### PROBLEM STATEMENT
Gather every line of the records below that contains the word "plank", and copy each one out.

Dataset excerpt
=-=-=-=-=
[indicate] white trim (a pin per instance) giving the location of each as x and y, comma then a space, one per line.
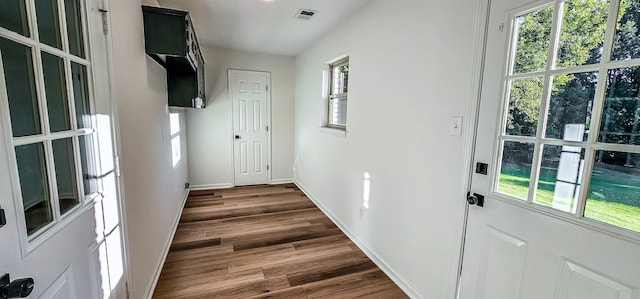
282, 181
368, 252
211, 186
167, 246
333, 131
470, 128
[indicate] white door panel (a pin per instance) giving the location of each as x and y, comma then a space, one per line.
520, 249
250, 97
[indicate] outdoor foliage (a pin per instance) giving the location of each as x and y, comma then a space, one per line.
571, 102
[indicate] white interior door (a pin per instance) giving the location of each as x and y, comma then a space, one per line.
558, 127
58, 180
250, 96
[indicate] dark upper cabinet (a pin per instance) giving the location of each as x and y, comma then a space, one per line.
171, 41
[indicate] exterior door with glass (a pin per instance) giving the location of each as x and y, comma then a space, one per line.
559, 127
58, 186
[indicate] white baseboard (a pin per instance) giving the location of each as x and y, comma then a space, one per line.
374, 258
167, 246
211, 186
281, 181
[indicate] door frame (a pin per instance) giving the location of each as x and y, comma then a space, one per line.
471, 126
470, 130
25, 247
232, 118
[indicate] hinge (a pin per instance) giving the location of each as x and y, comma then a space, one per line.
3, 218
116, 162
105, 23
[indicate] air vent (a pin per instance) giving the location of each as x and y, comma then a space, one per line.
305, 14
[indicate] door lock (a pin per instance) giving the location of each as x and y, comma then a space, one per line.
3, 218
19, 288
475, 199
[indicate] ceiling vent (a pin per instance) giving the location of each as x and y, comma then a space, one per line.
305, 14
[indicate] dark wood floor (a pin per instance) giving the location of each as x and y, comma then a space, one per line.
265, 242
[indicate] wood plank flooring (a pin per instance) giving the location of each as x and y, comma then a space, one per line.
265, 242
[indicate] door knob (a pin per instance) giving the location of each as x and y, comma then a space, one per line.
475, 199
19, 288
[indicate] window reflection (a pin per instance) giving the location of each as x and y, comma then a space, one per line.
560, 177
570, 106
621, 113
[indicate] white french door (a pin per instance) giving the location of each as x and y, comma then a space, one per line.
558, 127
250, 95
58, 180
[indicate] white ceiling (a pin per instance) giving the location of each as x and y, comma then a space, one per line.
263, 26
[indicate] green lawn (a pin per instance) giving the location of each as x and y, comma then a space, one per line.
614, 196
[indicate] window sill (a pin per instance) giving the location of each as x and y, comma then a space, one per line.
334, 131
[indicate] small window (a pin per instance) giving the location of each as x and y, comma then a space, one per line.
338, 87
47, 80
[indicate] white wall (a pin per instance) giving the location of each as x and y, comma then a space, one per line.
153, 188
210, 137
410, 71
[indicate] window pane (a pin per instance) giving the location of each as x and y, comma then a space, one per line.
23, 102
614, 193
621, 115
570, 106
88, 161
174, 123
515, 169
524, 103
13, 16
582, 35
64, 161
532, 47
74, 27
81, 95
34, 185
48, 22
560, 177
340, 78
338, 113
626, 44
56, 91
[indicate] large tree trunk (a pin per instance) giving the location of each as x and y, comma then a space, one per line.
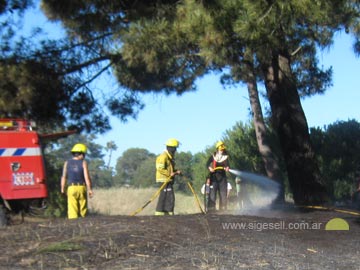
290, 122
270, 161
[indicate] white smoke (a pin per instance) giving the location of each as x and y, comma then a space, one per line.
261, 191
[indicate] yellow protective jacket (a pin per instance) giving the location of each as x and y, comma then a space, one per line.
164, 167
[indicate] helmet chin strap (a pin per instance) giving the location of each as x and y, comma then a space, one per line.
171, 150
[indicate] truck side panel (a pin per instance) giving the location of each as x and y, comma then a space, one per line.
22, 171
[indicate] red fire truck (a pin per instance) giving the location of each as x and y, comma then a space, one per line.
22, 169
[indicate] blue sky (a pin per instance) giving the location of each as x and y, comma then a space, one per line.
198, 119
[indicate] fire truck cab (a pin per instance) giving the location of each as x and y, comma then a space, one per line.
22, 170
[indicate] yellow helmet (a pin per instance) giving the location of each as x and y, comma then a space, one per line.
172, 142
220, 145
79, 148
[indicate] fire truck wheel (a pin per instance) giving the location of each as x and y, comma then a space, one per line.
3, 217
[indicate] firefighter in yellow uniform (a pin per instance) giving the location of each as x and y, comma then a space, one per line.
165, 172
76, 176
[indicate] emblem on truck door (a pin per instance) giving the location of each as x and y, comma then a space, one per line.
15, 166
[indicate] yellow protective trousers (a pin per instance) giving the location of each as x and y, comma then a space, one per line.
77, 201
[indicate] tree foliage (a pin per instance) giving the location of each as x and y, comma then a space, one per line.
338, 148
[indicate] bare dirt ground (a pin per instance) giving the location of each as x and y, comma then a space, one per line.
184, 242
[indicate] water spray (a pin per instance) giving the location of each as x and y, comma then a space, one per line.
259, 180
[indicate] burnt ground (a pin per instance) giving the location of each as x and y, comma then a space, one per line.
184, 242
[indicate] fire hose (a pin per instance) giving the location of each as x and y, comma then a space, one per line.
157, 194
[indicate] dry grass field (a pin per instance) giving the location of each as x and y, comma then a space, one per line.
109, 238
124, 201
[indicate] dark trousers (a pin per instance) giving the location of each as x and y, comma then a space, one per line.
166, 202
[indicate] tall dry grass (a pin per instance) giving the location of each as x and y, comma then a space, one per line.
124, 201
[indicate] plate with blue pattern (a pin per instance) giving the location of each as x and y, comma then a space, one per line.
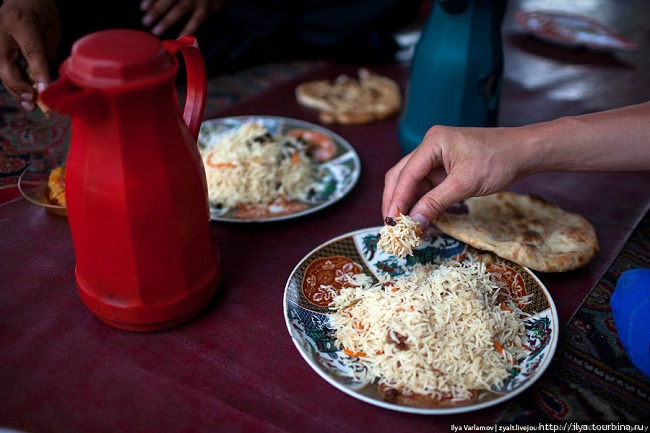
308, 294
337, 168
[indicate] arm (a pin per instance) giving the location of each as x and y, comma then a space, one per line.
452, 164
29, 30
163, 14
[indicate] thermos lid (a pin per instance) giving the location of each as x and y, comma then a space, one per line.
117, 57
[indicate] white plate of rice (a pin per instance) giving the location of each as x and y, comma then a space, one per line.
449, 329
268, 168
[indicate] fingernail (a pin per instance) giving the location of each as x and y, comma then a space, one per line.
28, 106
422, 221
147, 20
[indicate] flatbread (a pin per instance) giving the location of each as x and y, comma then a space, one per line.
524, 229
348, 100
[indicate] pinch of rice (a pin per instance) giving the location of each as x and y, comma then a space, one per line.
443, 331
399, 236
253, 166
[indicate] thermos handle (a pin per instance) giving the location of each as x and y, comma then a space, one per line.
196, 81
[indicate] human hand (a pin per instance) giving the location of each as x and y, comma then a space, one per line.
160, 15
30, 32
450, 165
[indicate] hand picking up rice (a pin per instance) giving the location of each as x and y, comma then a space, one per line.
444, 331
253, 166
399, 236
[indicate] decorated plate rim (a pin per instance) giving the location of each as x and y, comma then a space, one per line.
350, 152
328, 377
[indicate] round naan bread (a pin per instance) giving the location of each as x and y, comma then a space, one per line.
349, 100
525, 229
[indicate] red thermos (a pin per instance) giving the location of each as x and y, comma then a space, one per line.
136, 192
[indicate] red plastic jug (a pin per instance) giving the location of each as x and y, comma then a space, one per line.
146, 257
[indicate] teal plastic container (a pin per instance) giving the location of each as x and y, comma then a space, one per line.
456, 70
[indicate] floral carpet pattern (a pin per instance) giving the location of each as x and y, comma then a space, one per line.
590, 378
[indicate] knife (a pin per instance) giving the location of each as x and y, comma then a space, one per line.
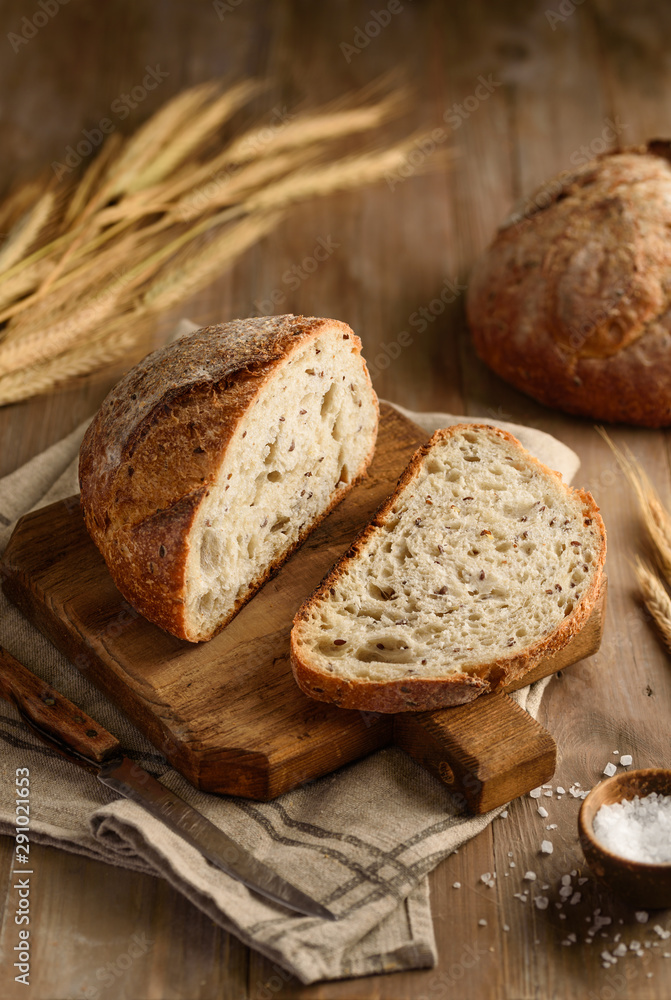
69, 731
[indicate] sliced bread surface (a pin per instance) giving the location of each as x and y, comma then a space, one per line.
214, 458
479, 564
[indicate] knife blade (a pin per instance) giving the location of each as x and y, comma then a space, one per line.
73, 734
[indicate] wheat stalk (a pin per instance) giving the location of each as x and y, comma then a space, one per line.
656, 518
26, 231
155, 217
656, 599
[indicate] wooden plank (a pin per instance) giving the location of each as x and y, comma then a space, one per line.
602, 60
227, 713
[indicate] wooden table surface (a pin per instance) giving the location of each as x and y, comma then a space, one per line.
560, 81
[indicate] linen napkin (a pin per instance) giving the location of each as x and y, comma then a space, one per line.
361, 840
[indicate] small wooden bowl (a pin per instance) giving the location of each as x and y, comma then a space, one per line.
637, 883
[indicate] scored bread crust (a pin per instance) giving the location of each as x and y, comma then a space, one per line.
419, 694
570, 303
156, 445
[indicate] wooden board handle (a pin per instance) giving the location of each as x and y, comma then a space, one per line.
487, 753
52, 717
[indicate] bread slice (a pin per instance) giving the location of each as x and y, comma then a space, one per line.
480, 563
214, 458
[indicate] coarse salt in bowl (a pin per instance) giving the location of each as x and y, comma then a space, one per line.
625, 831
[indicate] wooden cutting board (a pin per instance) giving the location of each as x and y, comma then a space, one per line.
227, 713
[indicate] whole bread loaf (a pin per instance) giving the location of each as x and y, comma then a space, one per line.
212, 459
571, 302
481, 563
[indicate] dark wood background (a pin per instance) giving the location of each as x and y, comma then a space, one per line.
561, 77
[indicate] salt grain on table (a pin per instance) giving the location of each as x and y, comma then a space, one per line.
638, 829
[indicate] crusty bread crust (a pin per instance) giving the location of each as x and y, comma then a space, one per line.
421, 694
570, 302
158, 441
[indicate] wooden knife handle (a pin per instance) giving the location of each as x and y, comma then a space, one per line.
56, 719
487, 752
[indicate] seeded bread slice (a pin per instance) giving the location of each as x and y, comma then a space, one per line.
212, 459
480, 563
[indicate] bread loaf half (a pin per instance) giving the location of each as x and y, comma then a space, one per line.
570, 303
213, 459
480, 563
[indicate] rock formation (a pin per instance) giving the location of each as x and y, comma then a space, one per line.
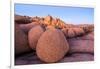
=-=-=-=-=
### COMPLETED EXERCISE
[indicate] wood plank flooring (a pin per instance) giving the location of each as x and y, comma then a space, one per line.
[indicate] wooden plank (a pin per instance) giving the location of each as x and y, comma then a space, one per line.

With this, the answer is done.